MATERIALS PROVIDED
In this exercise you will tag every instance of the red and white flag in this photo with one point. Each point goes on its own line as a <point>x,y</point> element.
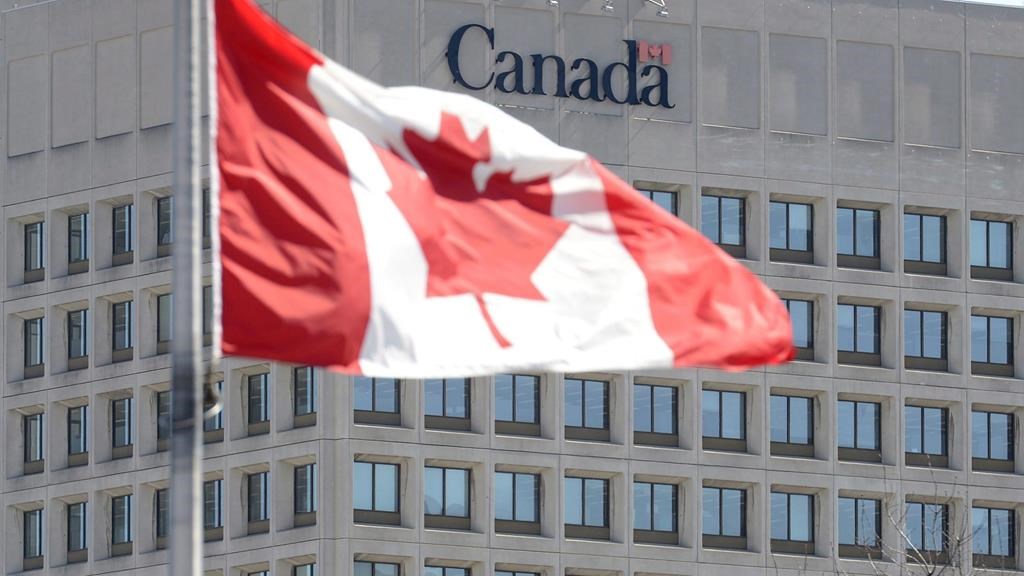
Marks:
<point>408,232</point>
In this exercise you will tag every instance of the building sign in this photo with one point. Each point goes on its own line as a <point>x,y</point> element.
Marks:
<point>646,82</point>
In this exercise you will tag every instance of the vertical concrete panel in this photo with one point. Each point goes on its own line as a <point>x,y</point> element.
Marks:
<point>652,127</point>
<point>440,18</point>
<point>598,127</point>
<point>156,90</point>
<point>864,91</point>
<point>528,31</point>
<point>384,40</point>
<point>72,95</point>
<point>798,79</point>
<point>116,86</point>
<point>931,97</point>
<point>995,54</point>
<point>997,105</point>
<point>302,18</point>
<point>28,91</point>
<point>730,70</point>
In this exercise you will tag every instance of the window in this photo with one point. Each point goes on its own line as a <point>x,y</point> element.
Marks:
<point>857,238</point>
<point>925,339</point>
<point>667,200</point>
<point>121,525</point>
<point>992,538</point>
<point>859,337</point>
<point>792,523</point>
<point>859,528</point>
<point>165,224</point>
<point>859,430</point>
<point>587,508</point>
<point>992,441</point>
<point>587,410</point>
<point>802,318</point>
<point>792,425</point>
<point>165,322</point>
<point>121,314</point>
<point>78,450</point>
<point>258,501</point>
<point>162,509</point>
<point>78,249</point>
<point>304,397</point>
<point>33,524</point>
<point>78,351</point>
<point>33,434</point>
<point>163,419</point>
<point>991,250</point>
<point>926,531</point>
<point>33,347</point>
<point>723,419</point>
<point>991,345</point>
<point>121,421</point>
<point>924,244</point>
<point>654,506</point>
<point>517,502</point>
<point>517,401</point>
<point>377,569</point>
<point>34,252</point>
<point>215,422</point>
<point>445,502</point>
<point>304,497</point>
<point>77,529</point>
<point>724,518</point>
<point>722,220</point>
<point>446,402</point>
<point>654,414</point>
<point>259,404</point>
<point>212,519</point>
<point>376,493</point>
<point>926,436</point>
<point>378,401</point>
<point>791,235</point>
<point>444,571</point>
<point>122,245</point>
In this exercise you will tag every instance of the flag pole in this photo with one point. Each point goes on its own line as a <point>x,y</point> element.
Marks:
<point>186,449</point>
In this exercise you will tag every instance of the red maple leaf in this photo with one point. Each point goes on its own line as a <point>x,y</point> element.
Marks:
<point>475,242</point>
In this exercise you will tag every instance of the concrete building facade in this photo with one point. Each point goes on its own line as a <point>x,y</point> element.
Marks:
<point>864,157</point>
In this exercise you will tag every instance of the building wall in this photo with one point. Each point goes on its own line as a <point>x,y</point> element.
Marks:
<point>879,104</point>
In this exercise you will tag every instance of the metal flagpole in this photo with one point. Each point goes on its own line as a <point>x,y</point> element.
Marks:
<point>186,371</point>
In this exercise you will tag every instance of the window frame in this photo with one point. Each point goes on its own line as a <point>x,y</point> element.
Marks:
<point>652,438</point>
<point>786,253</point>
<point>583,432</point>
<point>444,420</point>
<point>375,415</point>
<point>373,515</point>
<point>857,549</point>
<point>734,250</point>
<point>513,526</point>
<point>584,530</point>
<point>923,362</point>
<point>444,520</point>
<point>925,458</point>
<point>921,264</point>
<point>517,425</point>
<point>790,448</point>
<point>652,535</point>
<point>790,544</point>
<point>853,259</point>
<point>988,272</point>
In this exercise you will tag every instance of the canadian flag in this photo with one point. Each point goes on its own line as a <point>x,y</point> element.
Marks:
<point>408,233</point>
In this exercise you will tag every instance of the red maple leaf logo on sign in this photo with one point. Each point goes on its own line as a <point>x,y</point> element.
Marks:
<point>475,241</point>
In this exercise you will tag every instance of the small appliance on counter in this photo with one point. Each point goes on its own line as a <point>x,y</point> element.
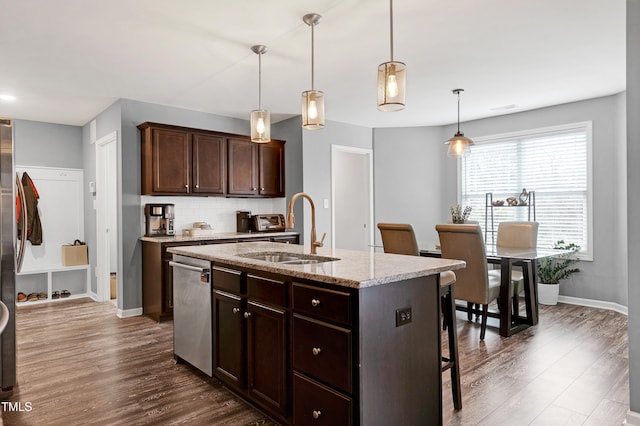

THE REQUEST
Rewrite the records from their first line through the line containing "<point>730,70</point>", inclusive. Multiply every coordinate in the answers by 1.3 and round to whole numbers, with halves rounded up. Leave all other text unchanged and omit the pictures.

RESULT OF THE EXERCISE
In this exercise you will tag every instance of the red and white flag in this photo with one point. Each point goes on its own line as a <point>x,y</point> element.
Marks:
<point>530,302</point>
In this exercise you will tag every instance of the building sign in this photo with one point. Each point goes on its own line as a <point>x,y</point> element.
Marks:
<point>840,107</point>
In this exercise you will tag every instance of the vertical concrete panel in this photo with one point. Each point goes on its own line as a <point>x,y</point> element.
Marks:
<point>848,165</point>
<point>572,23</point>
<point>777,165</point>
<point>203,117</point>
<point>1123,118</point>
<point>686,40</point>
<point>499,52</point>
<point>94,124</point>
<point>1037,103</point>
<point>151,112</point>
<point>1210,126</point>
<point>1294,70</point>
<point>1296,137</point>
<point>393,23</point>
<point>36,118</point>
<point>949,91</point>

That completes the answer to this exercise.